* Objective: Extract every line of the items below that contains the word "white", and treat uppercase and lowercase as different.

* Items:

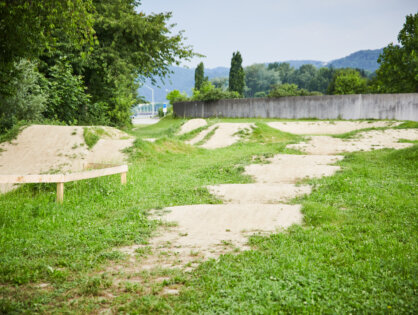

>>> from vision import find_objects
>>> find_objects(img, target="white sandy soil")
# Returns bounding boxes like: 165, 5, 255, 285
0, 125, 133, 192
178, 118, 208, 135
287, 129, 418, 154
186, 123, 255, 149
267, 121, 400, 135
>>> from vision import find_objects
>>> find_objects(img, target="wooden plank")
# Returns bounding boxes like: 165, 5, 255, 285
0, 165, 128, 184
0, 174, 64, 184
64, 165, 128, 183
57, 183, 64, 203
120, 172, 126, 185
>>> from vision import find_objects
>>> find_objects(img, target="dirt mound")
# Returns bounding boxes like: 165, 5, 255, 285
186, 123, 255, 149
178, 118, 208, 135
245, 154, 343, 183
287, 129, 418, 154
267, 121, 400, 135
208, 183, 311, 204
0, 125, 133, 192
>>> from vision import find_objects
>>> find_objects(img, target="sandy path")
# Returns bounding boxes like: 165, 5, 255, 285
267, 121, 400, 135
208, 183, 311, 204
0, 125, 133, 192
186, 123, 255, 149
107, 122, 418, 284
287, 129, 418, 154
178, 118, 208, 135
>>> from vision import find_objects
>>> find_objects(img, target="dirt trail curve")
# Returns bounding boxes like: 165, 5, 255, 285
110, 121, 418, 276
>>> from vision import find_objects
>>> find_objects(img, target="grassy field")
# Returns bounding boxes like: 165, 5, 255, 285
0, 119, 418, 314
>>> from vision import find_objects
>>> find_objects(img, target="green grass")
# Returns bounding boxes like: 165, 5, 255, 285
0, 118, 418, 314
0, 120, 299, 312
83, 127, 104, 149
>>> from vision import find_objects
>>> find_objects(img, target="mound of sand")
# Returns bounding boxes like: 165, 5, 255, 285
186, 123, 254, 149
208, 183, 311, 204
287, 129, 418, 154
178, 118, 208, 135
0, 125, 133, 192
267, 121, 400, 135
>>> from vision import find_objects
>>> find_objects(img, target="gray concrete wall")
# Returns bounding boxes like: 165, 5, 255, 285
174, 93, 418, 121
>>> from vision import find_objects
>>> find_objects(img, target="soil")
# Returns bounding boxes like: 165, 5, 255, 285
178, 118, 208, 135
267, 121, 400, 135
0, 125, 133, 192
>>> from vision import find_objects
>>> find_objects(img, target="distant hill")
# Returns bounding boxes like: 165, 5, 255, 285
327, 48, 383, 72
139, 48, 383, 103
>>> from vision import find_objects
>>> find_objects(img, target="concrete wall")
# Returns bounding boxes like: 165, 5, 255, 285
174, 93, 418, 121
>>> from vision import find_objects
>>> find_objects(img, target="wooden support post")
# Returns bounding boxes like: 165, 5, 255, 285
57, 183, 64, 203
120, 172, 126, 185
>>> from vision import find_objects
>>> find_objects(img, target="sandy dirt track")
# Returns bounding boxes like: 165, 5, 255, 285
287, 129, 418, 154
186, 123, 255, 149
178, 118, 208, 135
267, 121, 399, 135
0, 125, 133, 192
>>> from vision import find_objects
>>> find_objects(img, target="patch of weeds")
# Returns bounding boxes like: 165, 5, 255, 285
196, 126, 219, 146
80, 274, 112, 296
135, 246, 152, 257
83, 127, 100, 149
0, 121, 29, 143
394, 121, 418, 129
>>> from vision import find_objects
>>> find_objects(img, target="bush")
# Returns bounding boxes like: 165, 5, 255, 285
268, 83, 322, 97
0, 59, 48, 133
191, 81, 241, 102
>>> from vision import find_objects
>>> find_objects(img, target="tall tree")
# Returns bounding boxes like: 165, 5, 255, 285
194, 62, 205, 91
229, 51, 245, 95
373, 13, 418, 93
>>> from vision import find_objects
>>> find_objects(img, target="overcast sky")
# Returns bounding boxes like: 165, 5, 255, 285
139, 0, 418, 68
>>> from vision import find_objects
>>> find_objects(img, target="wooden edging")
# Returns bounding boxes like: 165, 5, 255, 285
0, 165, 128, 203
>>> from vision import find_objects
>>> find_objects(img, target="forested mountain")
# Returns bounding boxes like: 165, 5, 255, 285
139, 49, 383, 102
327, 48, 383, 72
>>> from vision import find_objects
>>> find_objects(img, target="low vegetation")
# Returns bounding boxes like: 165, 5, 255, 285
0, 118, 418, 313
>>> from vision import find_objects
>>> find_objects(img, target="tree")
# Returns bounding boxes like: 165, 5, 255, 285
75, 0, 194, 126
268, 83, 321, 97
0, 0, 94, 65
328, 68, 367, 94
229, 51, 245, 95
373, 13, 418, 93
194, 62, 205, 90
245, 64, 280, 97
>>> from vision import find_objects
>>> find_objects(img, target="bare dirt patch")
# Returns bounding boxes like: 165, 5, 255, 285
178, 118, 208, 135
186, 123, 255, 149
287, 129, 418, 154
267, 121, 400, 135
208, 183, 311, 204
245, 154, 344, 183
0, 125, 133, 192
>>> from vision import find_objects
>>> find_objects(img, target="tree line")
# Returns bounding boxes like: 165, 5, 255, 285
0, 0, 195, 133
167, 13, 418, 101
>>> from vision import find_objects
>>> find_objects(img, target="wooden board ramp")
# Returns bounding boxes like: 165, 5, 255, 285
0, 164, 128, 203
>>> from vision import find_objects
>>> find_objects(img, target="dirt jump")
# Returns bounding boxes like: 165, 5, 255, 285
112, 120, 418, 276
0, 125, 133, 193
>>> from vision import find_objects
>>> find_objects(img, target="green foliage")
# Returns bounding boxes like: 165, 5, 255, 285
210, 78, 229, 90
0, 59, 48, 133
328, 69, 367, 94
191, 81, 241, 102
373, 13, 418, 93
45, 61, 94, 125
194, 62, 207, 90
83, 127, 103, 149
245, 64, 280, 97
229, 51, 245, 95
0, 0, 94, 68
268, 83, 322, 97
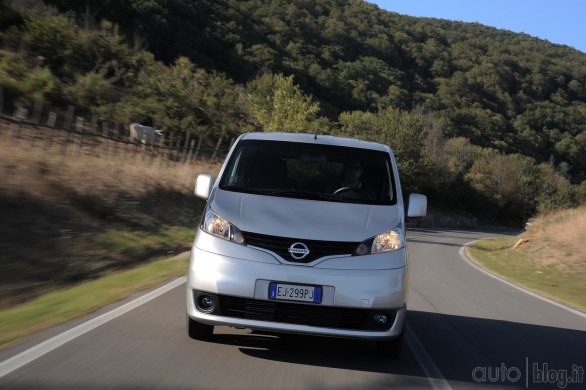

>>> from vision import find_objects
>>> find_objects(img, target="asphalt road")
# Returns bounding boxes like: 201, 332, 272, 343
0, 230, 586, 390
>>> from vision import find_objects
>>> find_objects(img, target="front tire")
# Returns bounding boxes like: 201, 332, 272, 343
187, 316, 214, 340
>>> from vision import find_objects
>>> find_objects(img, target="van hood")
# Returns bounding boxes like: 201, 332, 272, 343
209, 188, 402, 242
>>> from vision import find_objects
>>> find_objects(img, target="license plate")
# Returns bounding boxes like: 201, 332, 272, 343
269, 282, 322, 303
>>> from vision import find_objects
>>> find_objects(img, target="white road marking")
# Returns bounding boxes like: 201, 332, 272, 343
405, 324, 452, 390
0, 276, 187, 378
459, 244, 586, 318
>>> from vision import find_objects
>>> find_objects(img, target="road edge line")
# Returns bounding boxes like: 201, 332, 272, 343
458, 244, 586, 318
0, 276, 187, 378
405, 324, 452, 390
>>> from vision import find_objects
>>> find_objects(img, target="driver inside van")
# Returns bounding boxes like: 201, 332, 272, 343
334, 159, 374, 199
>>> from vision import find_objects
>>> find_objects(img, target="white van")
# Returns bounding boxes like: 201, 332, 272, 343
187, 133, 427, 357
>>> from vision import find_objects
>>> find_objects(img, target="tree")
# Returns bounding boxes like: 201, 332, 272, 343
246, 74, 320, 133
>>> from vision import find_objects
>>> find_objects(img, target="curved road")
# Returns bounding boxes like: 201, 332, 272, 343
0, 230, 586, 390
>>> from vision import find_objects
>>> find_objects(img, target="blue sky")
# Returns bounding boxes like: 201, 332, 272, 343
367, 0, 586, 53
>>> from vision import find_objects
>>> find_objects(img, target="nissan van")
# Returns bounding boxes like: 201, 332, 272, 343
187, 133, 427, 357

* Response below:
>>> find_objects(img, target="white sandy soil")
>>> find_objects(img, target="white road marking")
>>> find_objects(img, target="white van")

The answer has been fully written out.